(Exercise prompt)
The lines to be set down run from the line containing "Place a point on every instance of the dark trousers" through the final line of the data below; print them exactly and print nothing else.

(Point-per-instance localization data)
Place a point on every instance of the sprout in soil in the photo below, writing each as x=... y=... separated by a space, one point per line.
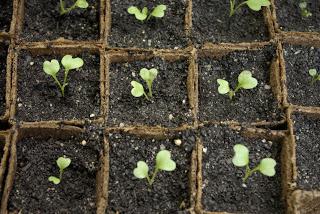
x=148 y=76
x=78 y=4
x=303 y=5
x=241 y=159
x=254 y=5
x=52 y=68
x=245 y=81
x=62 y=163
x=314 y=74
x=157 y=12
x=163 y=162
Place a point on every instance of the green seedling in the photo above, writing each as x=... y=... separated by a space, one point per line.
x=142 y=15
x=241 y=159
x=62 y=163
x=83 y=4
x=52 y=68
x=163 y=162
x=148 y=76
x=245 y=81
x=254 y=5
x=303 y=5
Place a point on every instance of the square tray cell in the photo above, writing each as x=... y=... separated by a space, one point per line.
x=298 y=61
x=211 y=23
x=165 y=32
x=306 y=131
x=169 y=105
x=169 y=192
x=42 y=21
x=40 y=99
x=293 y=20
x=252 y=105
x=222 y=186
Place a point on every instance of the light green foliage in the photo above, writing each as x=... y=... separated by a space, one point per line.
x=241 y=159
x=83 y=4
x=52 y=68
x=303 y=5
x=254 y=5
x=163 y=162
x=144 y=14
x=62 y=163
x=148 y=76
x=245 y=81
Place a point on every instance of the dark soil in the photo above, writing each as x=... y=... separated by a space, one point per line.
x=299 y=60
x=5 y=15
x=169 y=192
x=3 y=72
x=223 y=189
x=166 y=32
x=248 y=105
x=211 y=23
x=39 y=98
x=293 y=20
x=33 y=193
x=306 y=130
x=170 y=97
x=42 y=21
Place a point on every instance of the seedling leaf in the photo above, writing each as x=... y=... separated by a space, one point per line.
x=241 y=155
x=141 y=171
x=266 y=166
x=164 y=161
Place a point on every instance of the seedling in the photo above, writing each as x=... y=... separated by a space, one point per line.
x=148 y=76
x=245 y=81
x=83 y=4
x=62 y=163
x=314 y=74
x=163 y=162
x=52 y=68
x=241 y=159
x=254 y=5
x=303 y=5
x=157 y=12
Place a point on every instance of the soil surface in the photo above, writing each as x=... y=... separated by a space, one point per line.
x=40 y=98
x=294 y=21
x=248 y=105
x=306 y=130
x=169 y=192
x=33 y=193
x=42 y=21
x=211 y=23
x=169 y=106
x=3 y=74
x=299 y=60
x=223 y=189
x=5 y=15
x=165 y=32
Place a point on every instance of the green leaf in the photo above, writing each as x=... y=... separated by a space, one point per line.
x=138 y=14
x=54 y=179
x=158 y=11
x=164 y=162
x=63 y=162
x=257 y=4
x=51 y=68
x=71 y=63
x=266 y=166
x=141 y=171
x=241 y=155
x=223 y=86
x=137 y=90
x=246 y=81
x=82 y=4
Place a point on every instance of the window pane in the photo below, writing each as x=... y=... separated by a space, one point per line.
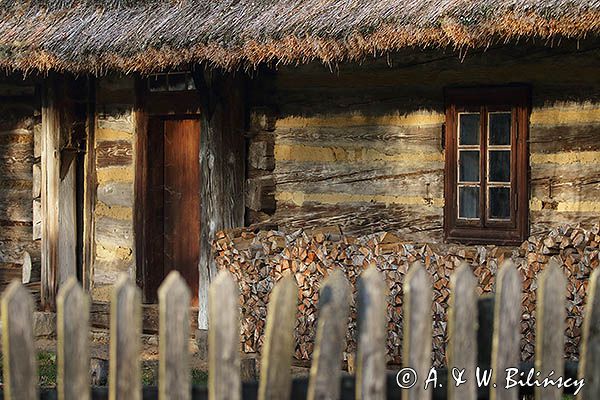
x=468 y=126
x=499 y=202
x=468 y=166
x=500 y=128
x=499 y=166
x=468 y=201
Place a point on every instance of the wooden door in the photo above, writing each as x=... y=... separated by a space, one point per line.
x=173 y=206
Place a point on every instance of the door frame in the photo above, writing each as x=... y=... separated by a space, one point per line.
x=184 y=104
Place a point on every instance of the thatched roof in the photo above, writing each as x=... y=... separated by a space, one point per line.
x=138 y=35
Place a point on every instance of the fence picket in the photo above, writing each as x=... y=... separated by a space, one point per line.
x=224 y=382
x=462 y=332
x=18 y=347
x=334 y=305
x=372 y=334
x=174 y=332
x=416 y=346
x=125 y=332
x=550 y=328
x=505 y=343
x=589 y=358
x=276 y=360
x=72 y=325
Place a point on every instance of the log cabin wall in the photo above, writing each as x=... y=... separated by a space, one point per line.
x=20 y=127
x=360 y=146
x=113 y=214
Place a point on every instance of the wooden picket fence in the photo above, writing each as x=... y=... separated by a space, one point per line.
x=326 y=381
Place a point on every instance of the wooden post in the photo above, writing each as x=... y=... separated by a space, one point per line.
x=550 y=328
x=89 y=187
x=58 y=196
x=462 y=332
x=72 y=320
x=276 y=361
x=416 y=346
x=18 y=347
x=589 y=360
x=50 y=161
x=372 y=334
x=505 y=343
x=224 y=382
x=125 y=331
x=334 y=305
x=173 y=371
x=222 y=165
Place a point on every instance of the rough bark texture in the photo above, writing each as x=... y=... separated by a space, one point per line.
x=258 y=260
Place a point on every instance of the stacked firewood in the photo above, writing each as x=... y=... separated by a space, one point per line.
x=258 y=260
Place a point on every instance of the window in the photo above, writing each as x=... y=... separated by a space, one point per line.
x=486 y=165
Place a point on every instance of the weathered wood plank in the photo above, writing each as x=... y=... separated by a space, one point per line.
x=222 y=190
x=550 y=327
x=260 y=192
x=114 y=153
x=125 y=330
x=116 y=194
x=416 y=344
x=16 y=162
x=18 y=347
x=174 y=380
x=114 y=232
x=589 y=358
x=261 y=152
x=72 y=320
x=545 y=220
x=424 y=180
x=325 y=371
x=15 y=205
x=391 y=139
x=371 y=324
x=90 y=187
x=462 y=333
x=50 y=160
x=565 y=182
x=224 y=381
x=67 y=221
x=571 y=137
x=276 y=360
x=505 y=342
x=100 y=317
x=14 y=240
x=415 y=223
x=10 y=138
x=118 y=117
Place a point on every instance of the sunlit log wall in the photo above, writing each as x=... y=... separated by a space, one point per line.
x=360 y=146
x=113 y=215
x=20 y=147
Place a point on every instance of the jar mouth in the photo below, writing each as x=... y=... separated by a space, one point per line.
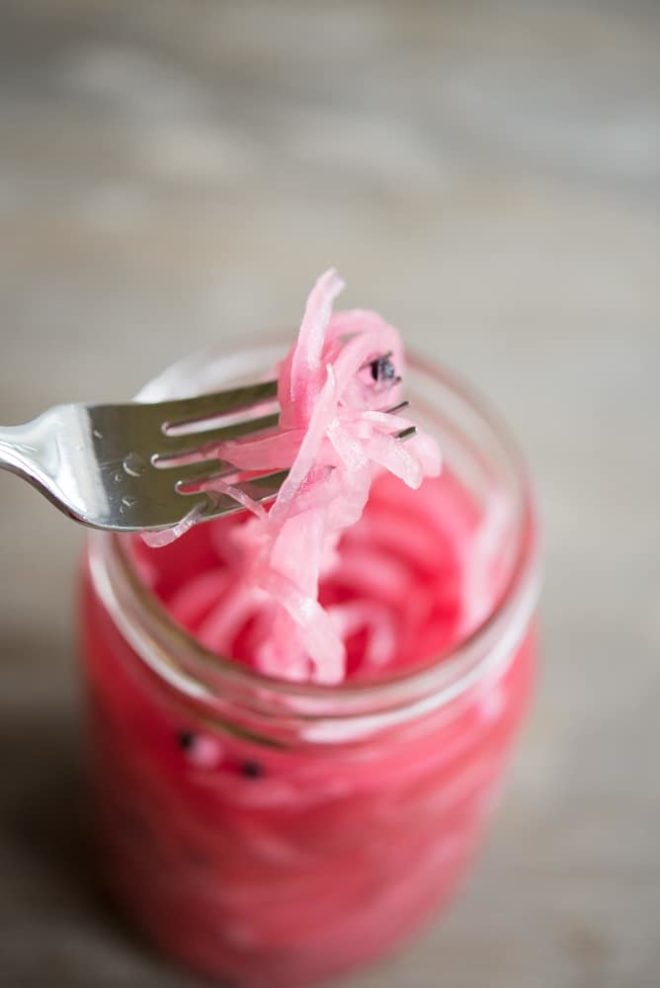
x=205 y=676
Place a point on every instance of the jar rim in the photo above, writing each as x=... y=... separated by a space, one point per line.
x=155 y=636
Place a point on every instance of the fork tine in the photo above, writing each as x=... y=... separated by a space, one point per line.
x=259 y=489
x=192 y=442
x=183 y=410
x=198 y=472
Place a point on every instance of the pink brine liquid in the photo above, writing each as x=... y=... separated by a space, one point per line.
x=275 y=832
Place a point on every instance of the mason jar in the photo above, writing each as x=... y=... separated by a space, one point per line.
x=271 y=833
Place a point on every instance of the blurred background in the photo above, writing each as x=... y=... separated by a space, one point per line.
x=487 y=175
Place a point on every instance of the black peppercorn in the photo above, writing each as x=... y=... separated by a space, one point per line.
x=252 y=769
x=382 y=368
x=186 y=740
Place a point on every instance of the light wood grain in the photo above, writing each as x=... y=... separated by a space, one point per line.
x=485 y=174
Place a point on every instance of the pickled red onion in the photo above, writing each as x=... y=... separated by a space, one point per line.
x=335 y=439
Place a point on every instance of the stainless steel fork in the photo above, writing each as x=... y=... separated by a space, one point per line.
x=138 y=467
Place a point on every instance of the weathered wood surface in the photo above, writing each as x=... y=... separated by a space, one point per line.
x=487 y=175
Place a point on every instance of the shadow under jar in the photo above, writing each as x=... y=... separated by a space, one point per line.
x=273 y=834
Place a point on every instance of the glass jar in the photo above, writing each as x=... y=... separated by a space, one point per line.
x=271 y=833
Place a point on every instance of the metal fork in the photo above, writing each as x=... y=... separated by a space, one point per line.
x=139 y=467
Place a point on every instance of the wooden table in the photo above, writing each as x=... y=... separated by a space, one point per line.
x=487 y=176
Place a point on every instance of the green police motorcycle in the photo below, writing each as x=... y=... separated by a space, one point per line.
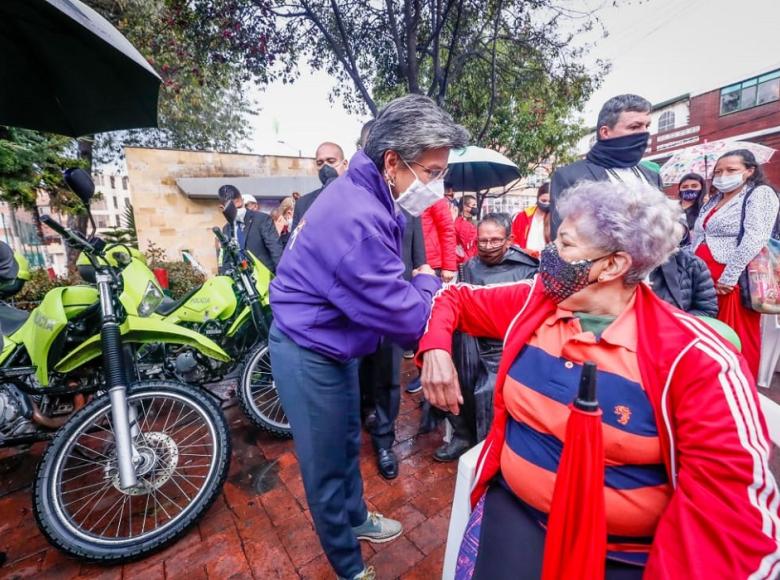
x=231 y=309
x=131 y=464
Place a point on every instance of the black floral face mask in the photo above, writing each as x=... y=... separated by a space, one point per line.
x=560 y=278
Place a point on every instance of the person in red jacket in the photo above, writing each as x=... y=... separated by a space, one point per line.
x=466 y=230
x=688 y=490
x=439 y=236
x=531 y=226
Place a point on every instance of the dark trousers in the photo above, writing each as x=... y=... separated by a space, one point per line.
x=511 y=543
x=321 y=397
x=380 y=388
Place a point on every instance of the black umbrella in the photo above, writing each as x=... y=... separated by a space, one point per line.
x=479 y=169
x=65 y=69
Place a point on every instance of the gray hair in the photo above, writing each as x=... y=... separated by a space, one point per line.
x=610 y=111
x=410 y=125
x=613 y=217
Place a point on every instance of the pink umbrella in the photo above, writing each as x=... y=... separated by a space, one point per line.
x=701 y=158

(Response area)
Place a point on every instance of the dark trousers in the photo above, writing each as x=... y=... separated by a space, one point per line.
x=511 y=543
x=321 y=397
x=380 y=388
Place a point on every instance of the black umbrella in the photo above, writing each as x=... y=... separated by a space, one point per line.
x=479 y=169
x=65 y=69
Place a point on every instance of the gray hair in the photo above, writing each as x=... y=... separated by a space, one point per line.
x=610 y=111
x=410 y=125
x=613 y=217
Place a point on every instance of the pink umbrella in the photo above, writing each as x=... y=... separated by a space, one point per line.
x=701 y=158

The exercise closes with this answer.